[START]
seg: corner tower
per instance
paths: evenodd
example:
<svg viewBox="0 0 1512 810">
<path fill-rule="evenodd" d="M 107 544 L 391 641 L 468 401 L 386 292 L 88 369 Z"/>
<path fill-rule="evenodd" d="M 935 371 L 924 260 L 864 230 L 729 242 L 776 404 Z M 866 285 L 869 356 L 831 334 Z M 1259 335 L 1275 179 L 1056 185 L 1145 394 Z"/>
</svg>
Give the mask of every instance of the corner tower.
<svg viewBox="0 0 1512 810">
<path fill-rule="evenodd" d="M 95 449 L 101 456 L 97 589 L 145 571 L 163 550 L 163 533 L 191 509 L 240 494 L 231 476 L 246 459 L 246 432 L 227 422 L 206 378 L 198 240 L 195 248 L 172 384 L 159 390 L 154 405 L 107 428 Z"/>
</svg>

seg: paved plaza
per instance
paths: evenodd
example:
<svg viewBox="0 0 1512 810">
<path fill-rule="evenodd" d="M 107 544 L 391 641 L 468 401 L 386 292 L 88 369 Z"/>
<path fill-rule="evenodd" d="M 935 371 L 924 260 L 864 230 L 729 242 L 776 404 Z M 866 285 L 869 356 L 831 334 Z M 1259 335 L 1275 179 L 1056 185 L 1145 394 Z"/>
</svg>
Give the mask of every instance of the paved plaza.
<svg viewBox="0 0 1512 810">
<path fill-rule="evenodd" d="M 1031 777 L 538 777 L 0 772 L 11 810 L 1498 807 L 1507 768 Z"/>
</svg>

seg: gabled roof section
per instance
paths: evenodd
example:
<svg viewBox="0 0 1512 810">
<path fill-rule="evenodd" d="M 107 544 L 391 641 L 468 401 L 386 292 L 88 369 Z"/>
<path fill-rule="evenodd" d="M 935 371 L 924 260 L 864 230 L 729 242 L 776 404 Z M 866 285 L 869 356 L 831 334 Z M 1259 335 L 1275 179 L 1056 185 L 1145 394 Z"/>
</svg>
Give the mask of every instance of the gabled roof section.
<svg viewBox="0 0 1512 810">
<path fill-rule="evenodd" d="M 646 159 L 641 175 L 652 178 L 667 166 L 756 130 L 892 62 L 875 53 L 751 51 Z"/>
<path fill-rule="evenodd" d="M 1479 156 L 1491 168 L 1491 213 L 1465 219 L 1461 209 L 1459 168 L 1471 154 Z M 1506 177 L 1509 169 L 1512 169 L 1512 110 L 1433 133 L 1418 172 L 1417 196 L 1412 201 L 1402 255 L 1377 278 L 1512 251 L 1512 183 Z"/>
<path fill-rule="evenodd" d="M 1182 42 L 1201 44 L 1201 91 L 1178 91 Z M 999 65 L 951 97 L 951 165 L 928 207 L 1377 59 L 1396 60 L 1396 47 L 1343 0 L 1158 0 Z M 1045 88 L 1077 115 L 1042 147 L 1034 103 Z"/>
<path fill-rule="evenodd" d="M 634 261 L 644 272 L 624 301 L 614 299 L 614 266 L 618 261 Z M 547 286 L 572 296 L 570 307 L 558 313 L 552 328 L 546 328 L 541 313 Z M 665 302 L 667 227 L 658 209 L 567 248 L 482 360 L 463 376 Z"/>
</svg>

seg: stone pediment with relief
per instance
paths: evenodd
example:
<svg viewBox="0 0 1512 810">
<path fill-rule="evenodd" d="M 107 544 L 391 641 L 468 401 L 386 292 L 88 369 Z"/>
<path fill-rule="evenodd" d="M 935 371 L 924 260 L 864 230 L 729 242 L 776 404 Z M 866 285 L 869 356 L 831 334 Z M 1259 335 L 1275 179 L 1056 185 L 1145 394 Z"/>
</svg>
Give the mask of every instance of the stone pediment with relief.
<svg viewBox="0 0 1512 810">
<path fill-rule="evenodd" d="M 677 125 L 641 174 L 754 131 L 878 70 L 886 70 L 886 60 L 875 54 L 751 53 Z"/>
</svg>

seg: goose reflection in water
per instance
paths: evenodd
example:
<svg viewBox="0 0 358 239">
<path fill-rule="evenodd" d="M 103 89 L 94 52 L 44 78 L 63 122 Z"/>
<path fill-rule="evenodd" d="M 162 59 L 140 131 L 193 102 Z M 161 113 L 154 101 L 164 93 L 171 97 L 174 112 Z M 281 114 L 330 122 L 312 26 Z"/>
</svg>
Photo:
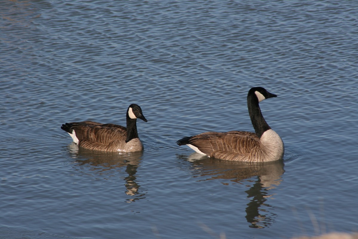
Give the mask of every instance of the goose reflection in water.
<svg viewBox="0 0 358 239">
<path fill-rule="evenodd" d="M 190 163 L 194 169 L 190 169 L 190 172 L 194 175 L 193 177 L 200 178 L 198 181 L 224 179 L 240 184 L 253 182 L 245 191 L 250 200 L 245 216 L 249 226 L 263 228 L 275 223 L 277 215 L 272 212 L 272 207 L 267 200 L 274 195 L 270 190 L 278 186 L 282 180 L 281 176 L 285 172 L 283 160 L 267 163 L 235 162 L 208 158 L 197 153 L 189 157 L 177 157 Z"/>
<path fill-rule="evenodd" d="M 76 159 L 77 163 L 73 166 L 75 170 L 81 170 L 81 172 L 86 175 L 97 177 L 101 176 L 109 179 L 113 176 L 113 173 L 125 168 L 125 171 L 128 176 L 124 178 L 126 189 L 125 192 L 131 197 L 126 199 L 126 202 L 131 202 L 145 198 L 146 193 L 140 190 L 140 185 L 136 182 L 136 174 L 142 152 L 121 154 L 87 149 L 78 147 L 74 143 L 69 147 L 72 157 Z M 83 166 L 90 167 L 90 169 L 87 169 L 85 171 L 83 170 L 84 168 L 82 167 Z M 120 174 L 120 176 L 122 175 Z"/>
</svg>

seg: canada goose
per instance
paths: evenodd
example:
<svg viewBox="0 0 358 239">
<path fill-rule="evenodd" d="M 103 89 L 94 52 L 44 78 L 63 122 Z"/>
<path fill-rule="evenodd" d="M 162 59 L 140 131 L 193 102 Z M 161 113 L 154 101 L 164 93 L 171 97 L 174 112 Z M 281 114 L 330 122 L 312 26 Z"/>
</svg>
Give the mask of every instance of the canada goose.
<svg viewBox="0 0 358 239">
<path fill-rule="evenodd" d="M 108 152 L 143 150 L 137 132 L 137 119 L 147 122 L 139 105 L 132 104 L 127 110 L 127 127 L 92 121 L 66 123 L 61 128 L 81 147 Z"/>
<path fill-rule="evenodd" d="M 271 129 L 262 116 L 258 103 L 276 97 L 262 87 L 251 88 L 247 94 L 247 107 L 256 133 L 245 131 L 207 132 L 183 138 L 176 142 L 186 144 L 194 151 L 222 159 L 264 162 L 282 158 L 284 143 Z"/>
</svg>

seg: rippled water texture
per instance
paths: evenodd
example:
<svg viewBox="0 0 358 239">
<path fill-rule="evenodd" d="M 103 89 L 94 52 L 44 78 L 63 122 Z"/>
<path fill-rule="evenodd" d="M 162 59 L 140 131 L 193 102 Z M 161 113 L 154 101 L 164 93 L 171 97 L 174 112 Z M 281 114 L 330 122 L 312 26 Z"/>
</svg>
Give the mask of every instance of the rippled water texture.
<svg viewBox="0 0 358 239">
<path fill-rule="evenodd" d="M 0 1 L 0 237 L 288 238 L 358 230 L 354 1 Z M 178 140 L 253 130 L 283 162 L 201 157 Z M 60 126 L 125 124 L 142 152 Z M 221 237 L 221 238 L 220 237 Z"/>
</svg>

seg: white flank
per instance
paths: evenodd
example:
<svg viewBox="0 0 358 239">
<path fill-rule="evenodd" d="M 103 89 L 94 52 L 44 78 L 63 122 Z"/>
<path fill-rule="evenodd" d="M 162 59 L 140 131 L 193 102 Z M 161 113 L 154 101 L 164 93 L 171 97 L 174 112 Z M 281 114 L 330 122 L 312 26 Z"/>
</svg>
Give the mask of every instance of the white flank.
[END]
Give the data again exactly as written, with all pictures left out.

### Task response
seg: corner tower
per instance
paths: evenodd
example:
<svg viewBox="0 0 1512 810">
<path fill-rule="evenodd" d="M 107 544 L 391 641 L 468 401 L 386 292 L 88 369 Z"/>
<path fill-rule="evenodd" d="M 935 371 L 924 260 L 864 230 L 729 242 L 776 404 Z M 866 285 L 869 356 L 831 334 Z M 1259 335 L 1275 179 L 1056 185 L 1145 394 Z"/>
</svg>
Give the mask of every instance of the corner tower.
<svg viewBox="0 0 1512 810">
<path fill-rule="evenodd" d="M 95 449 L 101 456 L 97 589 L 145 571 L 163 550 L 163 533 L 191 509 L 240 494 L 231 476 L 246 459 L 246 432 L 227 422 L 206 378 L 198 240 L 195 248 L 172 384 L 159 390 L 154 405 L 107 428 Z"/>
</svg>

seg: paved plaza
per instance
paths: evenodd
example:
<svg viewBox="0 0 1512 810">
<path fill-rule="evenodd" d="M 107 544 L 391 641 L 468 401 L 386 292 L 88 369 Z"/>
<path fill-rule="evenodd" d="M 935 371 L 924 260 L 864 230 L 729 242 L 776 404 Z M 866 285 L 869 356 L 831 334 Z M 1259 335 L 1275 179 L 1056 185 L 1145 394 Z"/>
</svg>
Give the mask of every instance of the paved plaza.
<svg viewBox="0 0 1512 810">
<path fill-rule="evenodd" d="M 1031 777 L 538 777 L 0 772 L 11 810 L 1498 807 L 1507 768 Z"/>
</svg>

seg: gabled roof section
per instance
paths: evenodd
example:
<svg viewBox="0 0 1512 810">
<path fill-rule="evenodd" d="M 107 544 L 391 641 L 468 401 L 386 292 L 88 369 Z"/>
<path fill-rule="evenodd" d="M 935 371 L 924 260 L 864 230 L 729 242 L 776 404 Z M 866 285 L 869 356 L 831 334 Z M 1259 335 L 1275 179 L 1056 185 L 1145 394 Z"/>
</svg>
Give the mask of every instance of the gabled roof section.
<svg viewBox="0 0 1512 810">
<path fill-rule="evenodd" d="M 646 159 L 641 175 L 652 178 L 667 166 L 756 130 L 892 62 L 875 53 L 751 51 Z"/>
<path fill-rule="evenodd" d="M 1479 156 L 1491 168 L 1491 213 L 1465 219 L 1461 209 L 1459 168 L 1471 154 Z M 1506 177 L 1509 169 L 1512 169 L 1512 110 L 1433 133 L 1418 172 L 1417 196 L 1412 201 L 1402 255 L 1377 278 L 1512 251 L 1512 183 Z"/>
<path fill-rule="evenodd" d="M 1182 42 L 1201 44 L 1201 91 L 1178 91 Z M 999 65 L 951 97 L 951 165 L 928 207 L 1377 59 L 1396 60 L 1396 47 L 1343 0 L 1158 0 Z M 1045 88 L 1077 115 L 1042 147 L 1034 103 Z"/>
<path fill-rule="evenodd" d="M 634 261 L 644 272 L 624 301 L 614 299 L 614 266 L 618 261 Z M 547 286 L 572 296 L 570 307 L 558 313 L 552 328 L 546 328 L 541 313 Z M 665 302 L 667 227 L 658 209 L 567 248 L 482 360 L 463 376 Z"/>
</svg>

seg: stone pediment with relief
per instance
paths: evenodd
example:
<svg viewBox="0 0 1512 810">
<path fill-rule="evenodd" d="M 107 544 L 391 641 L 468 401 L 386 292 L 88 369 Z"/>
<path fill-rule="evenodd" d="M 935 371 L 924 260 L 864 230 L 729 242 L 776 404 Z M 866 285 L 869 356 L 831 334 Z M 1259 335 L 1275 179 L 1056 185 L 1145 394 Z"/>
</svg>
Give the mask of every instance of the stone pediment with relief.
<svg viewBox="0 0 1512 810">
<path fill-rule="evenodd" d="M 677 125 L 641 174 L 754 131 L 878 70 L 886 70 L 886 60 L 875 54 L 751 53 Z"/>
</svg>

seg: goose reflection in water
per instance
paths: evenodd
example:
<svg viewBox="0 0 358 239">
<path fill-rule="evenodd" d="M 103 89 L 94 52 L 44 78 L 63 122 Z"/>
<path fill-rule="evenodd" d="M 162 59 L 140 131 L 193 102 Z M 161 113 L 154 101 L 164 93 L 171 97 L 174 112 Z M 281 114 L 330 122 L 312 26 Z"/>
</svg>
Photo:
Give the mask of every instance of the goose reflection in water.
<svg viewBox="0 0 358 239">
<path fill-rule="evenodd" d="M 190 163 L 194 169 L 190 169 L 190 172 L 194 175 L 193 177 L 200 178 L 198 181 L 224 179 L 240 184 L 253 182 L 245 191 L 250 200 L 245 216 L 249 226 L 263 228 L 275 223 L 277 215 L 272 212 L 272 207 L 267 200 L 274 195 L 270 190 L 278 186 L 282 180 L 281 176 L 285 172 L 283 160 L 267 163 L 235 162 L 208 158 L 197 153 L 189 157 L 177 157 Z"/>
<path fill-rule="evenodd" d="M 76 159 L 77 163 L 73 166 L 75 170 L 81 170 L 81 172 L 86 175 L 97 177 L 101 176 L 109 179 L 113 176 L 113 173 L 125 168 L 125 171 L 128 176 L 124 178 L 126 189 L 125 192 L 131 197 L 126 199 L 126 202 L 131 202 L 145 198 L 146 193 L 140 190 L 140 185 L 136 182 L 136 174 L 142 152 L 121 154 L 87 149 L 78 147 L 74 143 L 69 147 L 72 157 Z M 83 166 L 90 167 L 90 169 L 87 169 L 85 171 L 83 170 L 84 168 L 82 167 Z M 120 174 L 120 176 L 122 175 Z"/>
</svg>

seg: canada goose
per instance
paths: evenodd
example:
<svg viewBox="0 0 358 239">
<path fill-rule="evenodd" d="M 103 89 L 94 52 L 44 78 L 63 122 Z"/>
<path fill-rule="evenodd" d="M 162 59 L 140 131 L 193 102 Z M 161 113 L 154 101 L 164 93 L 171 97 L 174 112 Z M 281 114 L 330 122 L 312 26 Z"/>
</svg>
Give the mask of every instance of the canada goose.
<svg viewBox="0 0 358 239">
<path fill-rule="evenodd" d="M 108 152 L 143 150 L 137 132 L 137 119 L 147 122 L 139 105 L 132 104 L 127 110 L 127 127 L 92 121 L 66 123 L 61 128 L 81 147 Z"/>
<path fill-rule="evenodd" d="M 271 129 L 262 116 L 258 103 L 276 97 L 262 87 L 251 88 L 247 94 L 247 107 L 256 133 L 245 131 L 207 132 L 183 138 L 176 142 L 186 144 L 194 151 L 222 159 L 264 162 L 282 158 L 284 143 Z"/>
</svg>

seg: rippled water texture
per instance
paths: evenodd
example:
<svg viewBox="0 0 358 239">
<path fill-rule="evenodd" d="M 103 89 L 94 52 L 44 78 L 63 122 Z"/>
<path fill-rule="evenodd" d="M 162 59 L 140 131 L 193 102 Z M 161 113 L 154 101 L 164 93 L 171 97 L 174 112 Z M 281 114 L 330 122 L 312 26 Z"/>
</svg>
Give the mask of every instance of the rippled water texture.
<svg viewBox="0 0 358 239">
<path fill-rule="evenodd" d="M 0 1 L 0 237 L 288 238 L 358 230 L 354 1 Z M 178 140 L 253 130 L 283 162 L 201 157 Z M 60 126 L 125 124 L 142 152 Z M 221 237 L 221 238 L 220 237 Z"/>
</svg>

seg: white flank
per instance
paths: evenodd
example:
<svg viewBox="0 0 358 239">
<path fill-rule="evenodd" d="M 103 89 L 94 52 L 44 78 L 63 122 Z"/>
<path fill-rule="evenodd" d="M 162 59 L 140 131 L 193 102 Z M 161 113 L 154 101 L 164 93 L 171 97 L 174 112 Z M 281 114 L 330 122 L 312 26 Z"/>
</svg>
Give the mask of every instance of the white flank.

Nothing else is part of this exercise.